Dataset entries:
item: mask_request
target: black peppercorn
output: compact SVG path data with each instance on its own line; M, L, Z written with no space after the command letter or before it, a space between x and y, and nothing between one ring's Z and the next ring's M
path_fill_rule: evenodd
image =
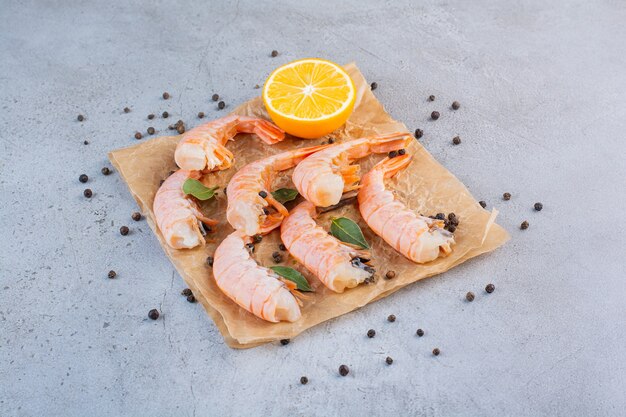
M189 288L185 288L184 290L182 290L180 292L180 295L183 295L185 297L189 297L191 294L193 294L193 293L191 292L191 290Z
M535 203L535 210L537 211L541 211L543 209L543 204L541 203Z
M278 56L278 51L274 49L270 55L272 55L272 58L276 58Z
M152 126L150 126L150 127L148 128L148 134L149 134L149 135L154 135L154 132L156 132L156 130L154 130L154 128L153 128Z
M113 279L116 276L117 276L117 273L114 270L109 271L109 275L108 275L109 279Z
M120 227L120 234L122 236L126 236L128 234L128 232L130 232L130 229L128 228L128 226Z
M198 119L204 119L204 112L198 112Z
M206 264L208 266L213 266L213 257L212 256L209 256L209 257L206 258Z
M85 120L85 116L83 116L82 114L79 114L77 119L79 122L82 122L83 120Z
M130 109L128 107L124 107L124 113L130 113Z
M283 261L283 255L281 255L279 252L272 253L272 258L274 259L274 262L276 262L277 264Z
M170 98L170 93L166 91L165 93L163 93L163 100L167 100L168 98Z
M415 334L417 334L419 337L424 336L424 330L422 329L417 329L417 331L415 332Z
M372 89L372 91L376 90L378 88L378 83L373 82L372 84L370 84L370 88Z
M439 348L434 348L433 349L433 355L439 356L440 353L441 353L441 351L439 350Z
M385 359L385 362L387 362L387 365L391 365L393 363L393 359L391 358L391 356L387 356L387 359Z
M385 278L387 279L392 279L396 277L396 271L387 271L387 273L385 274Z
M138 222L139 220L141 220L141 213L139 213L138 211L134 212L133 214L130 215L130 217Z
M289 339L280 339L280 344L283 346L287 346L291 342Z
M453 110L458 110L459 107L461 107L461 103L459 103L458 101L453 101L452 102L452 109Z
M440 114L439 114L439 112L438 112L438 111L434 111L434 112L432 112L432 113L430 114L430 118L431 118L431 119L433 119L433 120L437 120L437 119L439 119L439 116L440 116Z
M85 183L89 180L89 177L87 176L87 174L80 174L80 176L78 177L78 181Z
M217 101L217 100L219 100L219 99L220 99L220 96L219 96L219 94L213 94L213 96L211 96L211 99L212 99L213 101Z
M187 296L187 302L188 302L188 303L192 303L192 304L193 304L193 303L195 303L195 302L196 302L196 297L194 297L194 295L193 295L193 294L188 295L188 296Z
M150 310L148 312L148 317L150 317L150 319L152 320L156 320L159 318L159 310L157 310L156 308L153 308L152 310Z
M254 236L252 236L252 240L254 241L254 243L260 243L263 240L263 236L262 235L254 235Z
M449 225L448 226L448 232L450 232L450 233L456 232L456 226L453 225L453 224Z
M486 207L487 207L487 203L486 203L486 202L484 202L483 200L480 200L480 201L478 202L478 204L480 204L480 206L481 206L482 208L486 208Z
M404 155L404 154L406 154L406 149L398 150L398 155Z
M487 284L487 286L485 287L485 291L487 292L487 294L491 294L492 292L494 292L496 289L496 286L493 284Z
M432 94L428 96L428 101L435 101L435 96Z
M89 141L88 140L83 141L83 145L89 145Z
M302 385L306 385L306 384L308 384L308 383L309 383L309 378L307 378L306 376L302 376L302 377L300 377L300 383L301 383Z
M509 201L511 199L511 193L504 193L504 194L502 194L502 199L504 201Z
M460 137L455 136L455 137L452 138L452 144L458 145L460 143L461 143L461 138Z
M280 250L287 250L287 247L285 246L285 244L284 244L284 243L280 243L280 244L278 245L278 249L280 249Z
M419 139L424 136L424 131L422 129L415 129L415 139Z
M178 125L178 127L176 128L176 131L178 132L179 135L182 135L183 133L185 133L185 125Z
M468 292L467 294L465 294L465 299L471 303L472 301L474 301L474 293L471 291Z
M398 156L398 151L391 151L388 154L389 158L395 158L396 156Z
M102 172L102 175L109 175L111 173L111 170L109 169L109 167L103 167L100 172Z
M528 224L528 222L526 220L524 220L519 228L522 229L522 230L526 230L526 229L528 229L528 226L530 226L530 225Z
M374 336L376 336L376 330L374 329L369 329L367 331L367 337L369 337L370 339L373 338Z
M266 191L259 191L259 195L261 196L261 198L265 198L265 197L267 197L267 192Z
M166 111L164 111L161 116L163 116L164 119L167 119L168 117L170 117L170 114Z
M248 252L254 253L254 243L246 243L246 249L248 249Z
M219 103L217 103L217 108L222 110L224 107L226 107L226 103L224 103L223 101L220 101Z
M350 373L350 368L348 368L346 365L341 365L339 367L339 375L346 376L349 373Z
M332 145L333 143L335 143L335 139L333 139L333 138L328 139L328 143L329 143L330 145Z
M154 114L150 113L150 114L148 115L148 120L152 120L152 119L154 119Z
M437 213L435 214L435 219L437 220L445 220L446 219L446 215L443 213Z
M395 316L395 315L393 315L393 314L390 314L390 315L387 317L387 321L388 321L388 322L390 322L390 323L393 323L394 321L396 321L396 316Z
M83 195L87 198L91 198L91 196L93 195L91 188L85 188L85 191L83 191Z
M141 134L141 132L135 132L135 139L139 140L143 138L143 135Z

How to complete this task:
Take the lines from the top of the data through the one that contains "path_fill_rule: evenodd" and copy them exactly, leaving out every line after it.

Answer:
item: mask_request
target: black peppercorn
output: compact SVG path data with each instance on its own line; M, L, Z written with no space after the command letter or before it, a space between x and y, and nothing between one ring's Z and the next ring's M
path_fill_rule: evenodd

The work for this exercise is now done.